Quoted text:

# leopard gecko eyes help!!!!



## ccrew (Mar 11, 2009)

hi can someone tell me if these eyes are snake eyes or somehting else both the eyes are 4/3 black and 1/4 normal this is on my chocolate albino jungle


----------



## jools (Apr 4, 2009)

Eclipse eyes - sometimes called snake eyes. Nice Leo.


----------



## Ssthisto (Aug 31, 2006)

Looks like the gecko's got dilated pupils to me... not necessarily snake-eyed.

What happens if you put the gecko into a very bright room?


----------



## ccrew (Mar 11, 2009)

*no i have tried darkening the room*

no i have tried darkening the room but all day and night and still only half and half as so called snake eyes cheers people for the help and yes georgous leo


----------



## jools (Apr 4, 2009)

What Ssthisto is saying is that if you put the gecko into a bright room do the pupils (black parts) get a lot smaller. If they do they may look like "normal" gecko eyes - in which case he is quite right - not eclipse. If they stay the same in a bright room then he is an eclipse.


----------



## purple-vixen (Feb 4, 2009)

jools said:


> What Ssthisto is saying is that if you put the gecko into a bright room do the pupils (black parts) get a lot smaller. If they do they may look like "normal" gecko eyes - in which case he is quite right - not eclipse. If they stay the same in a bright room then he is an eclipse.


That's cool!

Something new I have learnt about leopard geckos... 

Thanks :no1:


----------



## ccrew (Mar 11, 2009)

jools said:


> What Ssthisto is saying is that if you put the gecko into a bright room do the pupils (black parts) get a lot smaller. If they do they may look like "normal" gecko eyes - in which case he is quite right - not eclipse. If they stay the same in a bright room then he is an eclipse.


no the leo is always in a bright room and out of his hide all day and her eyes are always the same never changed in the slightest so would that make my loepard gecko a 

(albino chocolate jungle eclipse)

Information provided:
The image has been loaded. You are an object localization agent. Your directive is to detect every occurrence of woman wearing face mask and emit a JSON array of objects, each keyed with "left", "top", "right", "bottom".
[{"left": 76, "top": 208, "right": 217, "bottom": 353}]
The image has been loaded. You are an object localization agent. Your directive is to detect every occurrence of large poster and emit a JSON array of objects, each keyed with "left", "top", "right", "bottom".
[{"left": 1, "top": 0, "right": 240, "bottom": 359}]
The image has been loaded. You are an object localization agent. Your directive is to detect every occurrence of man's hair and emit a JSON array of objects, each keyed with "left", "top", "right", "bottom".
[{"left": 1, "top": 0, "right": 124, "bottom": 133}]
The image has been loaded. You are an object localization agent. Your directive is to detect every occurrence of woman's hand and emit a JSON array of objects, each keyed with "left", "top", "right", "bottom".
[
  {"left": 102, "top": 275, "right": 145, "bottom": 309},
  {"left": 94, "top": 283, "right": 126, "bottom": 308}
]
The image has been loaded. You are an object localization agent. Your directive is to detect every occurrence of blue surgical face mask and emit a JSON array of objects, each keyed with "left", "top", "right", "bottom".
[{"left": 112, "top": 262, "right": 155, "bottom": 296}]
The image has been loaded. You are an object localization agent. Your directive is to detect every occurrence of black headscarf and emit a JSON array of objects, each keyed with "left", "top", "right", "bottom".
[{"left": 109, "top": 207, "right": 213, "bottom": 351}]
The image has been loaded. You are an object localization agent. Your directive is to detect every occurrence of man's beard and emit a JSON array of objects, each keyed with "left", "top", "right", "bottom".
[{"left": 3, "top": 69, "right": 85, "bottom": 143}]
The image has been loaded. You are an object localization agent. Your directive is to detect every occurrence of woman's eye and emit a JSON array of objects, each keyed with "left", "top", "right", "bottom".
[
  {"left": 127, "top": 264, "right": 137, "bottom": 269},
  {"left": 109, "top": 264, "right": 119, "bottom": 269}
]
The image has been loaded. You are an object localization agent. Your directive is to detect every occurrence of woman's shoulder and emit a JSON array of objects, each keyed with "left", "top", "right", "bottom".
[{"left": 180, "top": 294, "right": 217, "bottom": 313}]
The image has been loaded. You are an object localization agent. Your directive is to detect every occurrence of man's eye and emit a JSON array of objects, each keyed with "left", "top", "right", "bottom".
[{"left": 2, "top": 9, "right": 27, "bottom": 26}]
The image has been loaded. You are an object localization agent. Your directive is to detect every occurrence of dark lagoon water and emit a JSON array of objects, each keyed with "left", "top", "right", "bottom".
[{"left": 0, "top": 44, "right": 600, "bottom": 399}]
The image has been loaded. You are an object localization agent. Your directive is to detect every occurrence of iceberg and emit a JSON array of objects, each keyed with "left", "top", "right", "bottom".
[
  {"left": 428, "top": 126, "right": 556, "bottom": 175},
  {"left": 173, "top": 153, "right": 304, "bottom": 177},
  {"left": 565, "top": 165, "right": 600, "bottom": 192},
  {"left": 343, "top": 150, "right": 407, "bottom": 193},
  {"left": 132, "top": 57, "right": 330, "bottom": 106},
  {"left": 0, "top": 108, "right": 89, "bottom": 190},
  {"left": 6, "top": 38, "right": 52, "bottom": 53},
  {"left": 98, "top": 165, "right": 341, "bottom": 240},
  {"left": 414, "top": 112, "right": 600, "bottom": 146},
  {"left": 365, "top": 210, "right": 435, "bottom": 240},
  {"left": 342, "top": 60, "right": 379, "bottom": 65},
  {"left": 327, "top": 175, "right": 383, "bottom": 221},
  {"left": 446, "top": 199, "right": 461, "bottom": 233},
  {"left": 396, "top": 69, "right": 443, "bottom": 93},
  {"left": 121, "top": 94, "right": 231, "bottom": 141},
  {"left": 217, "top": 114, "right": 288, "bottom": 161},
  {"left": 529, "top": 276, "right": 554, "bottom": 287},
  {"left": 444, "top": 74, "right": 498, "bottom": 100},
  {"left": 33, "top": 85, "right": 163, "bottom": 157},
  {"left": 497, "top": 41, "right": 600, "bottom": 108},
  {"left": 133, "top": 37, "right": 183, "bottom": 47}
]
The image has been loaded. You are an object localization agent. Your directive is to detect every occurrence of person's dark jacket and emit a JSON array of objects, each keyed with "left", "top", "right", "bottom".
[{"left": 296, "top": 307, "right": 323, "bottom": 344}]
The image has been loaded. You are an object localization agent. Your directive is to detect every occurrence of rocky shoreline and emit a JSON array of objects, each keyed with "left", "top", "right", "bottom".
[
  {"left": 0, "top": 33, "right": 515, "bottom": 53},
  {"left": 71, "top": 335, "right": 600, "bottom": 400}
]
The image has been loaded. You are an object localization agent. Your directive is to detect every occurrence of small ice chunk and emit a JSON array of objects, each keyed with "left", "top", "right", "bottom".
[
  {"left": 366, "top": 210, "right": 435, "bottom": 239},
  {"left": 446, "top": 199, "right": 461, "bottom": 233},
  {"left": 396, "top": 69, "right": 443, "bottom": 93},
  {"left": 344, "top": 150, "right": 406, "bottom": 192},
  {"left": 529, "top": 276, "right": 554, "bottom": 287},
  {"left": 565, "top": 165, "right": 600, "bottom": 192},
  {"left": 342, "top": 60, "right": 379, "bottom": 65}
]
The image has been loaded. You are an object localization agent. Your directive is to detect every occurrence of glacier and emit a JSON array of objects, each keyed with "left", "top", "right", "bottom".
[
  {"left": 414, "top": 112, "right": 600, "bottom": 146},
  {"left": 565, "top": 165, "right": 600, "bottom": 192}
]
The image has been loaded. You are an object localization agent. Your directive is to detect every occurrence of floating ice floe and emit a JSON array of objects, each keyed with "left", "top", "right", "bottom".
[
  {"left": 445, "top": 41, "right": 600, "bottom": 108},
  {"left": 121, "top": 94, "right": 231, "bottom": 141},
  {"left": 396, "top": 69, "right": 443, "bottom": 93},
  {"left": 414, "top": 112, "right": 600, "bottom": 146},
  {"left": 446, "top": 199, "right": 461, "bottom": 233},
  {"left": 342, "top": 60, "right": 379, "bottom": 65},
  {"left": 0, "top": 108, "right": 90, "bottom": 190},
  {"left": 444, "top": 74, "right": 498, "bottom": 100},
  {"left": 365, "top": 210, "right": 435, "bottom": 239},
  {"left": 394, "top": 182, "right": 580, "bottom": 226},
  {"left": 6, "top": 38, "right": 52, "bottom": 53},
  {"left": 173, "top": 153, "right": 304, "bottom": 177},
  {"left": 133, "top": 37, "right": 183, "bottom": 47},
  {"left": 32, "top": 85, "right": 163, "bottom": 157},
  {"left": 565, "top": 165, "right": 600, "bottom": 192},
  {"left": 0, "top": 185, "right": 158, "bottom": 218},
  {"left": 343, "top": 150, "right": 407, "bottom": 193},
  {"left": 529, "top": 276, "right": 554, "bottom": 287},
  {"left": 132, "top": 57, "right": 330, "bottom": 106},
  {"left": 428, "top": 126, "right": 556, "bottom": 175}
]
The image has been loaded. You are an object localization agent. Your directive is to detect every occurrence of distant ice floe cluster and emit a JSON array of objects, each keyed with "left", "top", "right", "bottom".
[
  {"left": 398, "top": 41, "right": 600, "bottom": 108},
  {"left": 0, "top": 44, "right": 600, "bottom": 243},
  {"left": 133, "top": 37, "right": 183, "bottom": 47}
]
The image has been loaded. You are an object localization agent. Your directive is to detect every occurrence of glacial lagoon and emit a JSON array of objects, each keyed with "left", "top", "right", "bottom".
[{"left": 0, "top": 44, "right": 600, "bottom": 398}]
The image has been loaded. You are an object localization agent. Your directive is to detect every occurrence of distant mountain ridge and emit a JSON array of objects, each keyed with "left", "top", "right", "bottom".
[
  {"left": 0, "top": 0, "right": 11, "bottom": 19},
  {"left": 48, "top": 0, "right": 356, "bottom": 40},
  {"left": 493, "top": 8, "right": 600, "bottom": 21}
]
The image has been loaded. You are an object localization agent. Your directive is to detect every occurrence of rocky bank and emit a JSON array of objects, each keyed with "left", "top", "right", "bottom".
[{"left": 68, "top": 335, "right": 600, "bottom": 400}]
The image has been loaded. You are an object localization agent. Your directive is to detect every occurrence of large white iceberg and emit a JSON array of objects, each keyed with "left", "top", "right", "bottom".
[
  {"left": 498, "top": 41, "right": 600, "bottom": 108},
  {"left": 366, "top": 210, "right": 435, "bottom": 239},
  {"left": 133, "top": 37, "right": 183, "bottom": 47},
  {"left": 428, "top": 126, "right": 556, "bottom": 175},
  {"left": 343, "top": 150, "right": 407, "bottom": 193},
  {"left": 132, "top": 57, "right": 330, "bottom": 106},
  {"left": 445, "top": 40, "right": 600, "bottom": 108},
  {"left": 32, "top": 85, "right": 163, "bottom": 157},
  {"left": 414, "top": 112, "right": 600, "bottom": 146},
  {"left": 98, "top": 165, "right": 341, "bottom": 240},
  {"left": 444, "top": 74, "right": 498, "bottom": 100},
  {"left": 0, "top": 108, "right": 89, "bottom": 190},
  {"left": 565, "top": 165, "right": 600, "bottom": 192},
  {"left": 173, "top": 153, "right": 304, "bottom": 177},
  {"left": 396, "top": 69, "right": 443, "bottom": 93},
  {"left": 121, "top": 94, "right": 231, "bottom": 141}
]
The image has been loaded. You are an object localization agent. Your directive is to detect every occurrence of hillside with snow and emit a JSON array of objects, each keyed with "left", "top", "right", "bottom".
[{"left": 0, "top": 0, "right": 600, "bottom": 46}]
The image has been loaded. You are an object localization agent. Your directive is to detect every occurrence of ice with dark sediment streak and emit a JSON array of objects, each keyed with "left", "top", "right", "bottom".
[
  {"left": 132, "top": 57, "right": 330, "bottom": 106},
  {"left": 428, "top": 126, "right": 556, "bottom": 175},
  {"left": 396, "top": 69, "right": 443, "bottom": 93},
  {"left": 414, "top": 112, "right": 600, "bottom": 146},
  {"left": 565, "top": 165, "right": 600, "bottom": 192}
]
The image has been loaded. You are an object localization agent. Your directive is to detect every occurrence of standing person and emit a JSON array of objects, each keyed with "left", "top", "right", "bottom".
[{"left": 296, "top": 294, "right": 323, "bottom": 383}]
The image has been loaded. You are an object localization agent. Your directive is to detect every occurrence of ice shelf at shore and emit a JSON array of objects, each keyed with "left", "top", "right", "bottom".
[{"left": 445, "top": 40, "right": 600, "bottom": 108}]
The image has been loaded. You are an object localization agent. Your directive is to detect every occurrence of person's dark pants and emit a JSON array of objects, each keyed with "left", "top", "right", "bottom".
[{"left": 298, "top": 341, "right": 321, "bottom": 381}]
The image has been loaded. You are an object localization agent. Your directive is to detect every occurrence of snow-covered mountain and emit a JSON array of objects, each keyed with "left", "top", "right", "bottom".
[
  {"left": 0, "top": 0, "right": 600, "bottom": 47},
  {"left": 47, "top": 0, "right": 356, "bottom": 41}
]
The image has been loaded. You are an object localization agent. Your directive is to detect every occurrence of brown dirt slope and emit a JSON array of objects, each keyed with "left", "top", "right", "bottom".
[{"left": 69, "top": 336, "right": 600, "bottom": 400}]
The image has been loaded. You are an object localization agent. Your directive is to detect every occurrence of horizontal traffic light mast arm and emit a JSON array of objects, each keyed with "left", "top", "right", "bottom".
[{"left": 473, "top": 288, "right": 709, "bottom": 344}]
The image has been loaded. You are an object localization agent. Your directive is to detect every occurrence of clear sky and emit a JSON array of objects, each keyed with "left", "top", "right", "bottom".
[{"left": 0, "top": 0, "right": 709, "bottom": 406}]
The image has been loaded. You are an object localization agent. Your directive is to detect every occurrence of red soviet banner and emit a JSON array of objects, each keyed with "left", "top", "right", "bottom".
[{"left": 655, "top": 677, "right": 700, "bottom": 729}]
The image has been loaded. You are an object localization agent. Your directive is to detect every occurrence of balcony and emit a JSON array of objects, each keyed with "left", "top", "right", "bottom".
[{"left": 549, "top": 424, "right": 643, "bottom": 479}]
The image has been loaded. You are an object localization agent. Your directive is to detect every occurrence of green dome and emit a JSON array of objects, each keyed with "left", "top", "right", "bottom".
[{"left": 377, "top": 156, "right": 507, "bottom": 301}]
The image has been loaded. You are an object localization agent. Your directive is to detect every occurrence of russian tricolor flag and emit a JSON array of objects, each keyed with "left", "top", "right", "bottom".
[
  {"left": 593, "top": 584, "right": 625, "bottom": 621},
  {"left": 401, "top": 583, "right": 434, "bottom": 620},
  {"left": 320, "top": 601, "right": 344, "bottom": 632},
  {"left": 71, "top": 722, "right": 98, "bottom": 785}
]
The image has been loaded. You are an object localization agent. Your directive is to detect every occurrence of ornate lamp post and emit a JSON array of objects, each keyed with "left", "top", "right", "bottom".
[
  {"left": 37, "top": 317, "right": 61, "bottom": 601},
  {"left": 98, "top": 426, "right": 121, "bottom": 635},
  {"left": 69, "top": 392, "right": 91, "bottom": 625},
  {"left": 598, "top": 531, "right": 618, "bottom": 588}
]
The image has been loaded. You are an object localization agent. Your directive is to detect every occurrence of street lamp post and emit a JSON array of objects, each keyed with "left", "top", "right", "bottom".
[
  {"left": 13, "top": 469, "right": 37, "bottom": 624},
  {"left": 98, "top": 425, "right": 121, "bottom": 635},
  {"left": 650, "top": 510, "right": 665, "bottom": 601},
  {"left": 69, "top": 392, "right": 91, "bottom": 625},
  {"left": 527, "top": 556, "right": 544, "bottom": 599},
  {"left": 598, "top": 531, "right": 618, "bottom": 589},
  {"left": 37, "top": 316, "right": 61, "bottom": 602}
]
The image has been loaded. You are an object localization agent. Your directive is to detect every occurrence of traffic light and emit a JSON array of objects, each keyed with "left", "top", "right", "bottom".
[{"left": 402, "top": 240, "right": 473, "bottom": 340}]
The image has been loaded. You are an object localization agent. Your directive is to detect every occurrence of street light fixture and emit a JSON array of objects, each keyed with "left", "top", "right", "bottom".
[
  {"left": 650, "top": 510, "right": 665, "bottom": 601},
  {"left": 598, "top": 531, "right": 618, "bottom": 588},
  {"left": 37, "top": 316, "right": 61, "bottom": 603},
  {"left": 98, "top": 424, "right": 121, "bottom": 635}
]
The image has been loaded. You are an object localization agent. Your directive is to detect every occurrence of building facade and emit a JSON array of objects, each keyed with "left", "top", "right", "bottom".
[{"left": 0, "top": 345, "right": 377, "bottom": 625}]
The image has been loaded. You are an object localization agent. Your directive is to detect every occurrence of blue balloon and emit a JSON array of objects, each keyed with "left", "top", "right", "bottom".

Goals:
**1.** In the leopard gecko eyes thread, what other name is given for eclipse eyes?
**2.** Pick up the leopard gecko eyes thread from its last line and write what comes next.
The items come from a different source than the leopard gecko thread.

Task-by-task results:
**1.** Snake eyes.

**2.**
----------



## MrMike (Jun 28, 2008)

As has been said, it doesn't look like the usual eclipse trait you see. Can you get a clear pic of the eyes? I'm leaning towards Ssthisto n this one.


----------



## ccrew (Mar 11, 2009)

*yes*

yes ill try to get a clearer picture of the eyes give me 2 mins pls mate


----------



## ccrew (Mar 11, 2009)

*better pictures*

Here are some clearer pictures of the eyes for further help...


----------



## MrMike (Jun 28, 2008)

Definately Eclipse. Some would say partial eclipse/snake eyes/50% Eclipse. Which ever, it is visually an Eclipse.


----------



## ccrew (Mar 11, 2009)

MrMike said:


> Definately Eclipse. Some would say partial eclipse/snake eyes/50% Eclipse. Which ever, it is visually an Eclipse.


thankyou so much would that make it a chocolate albino jungle eclipse then mate cheers


----------



## jools (Apr 4, 2009)

See - I was right:2thumb:


----------



## ccrew (Mar 11, 2009)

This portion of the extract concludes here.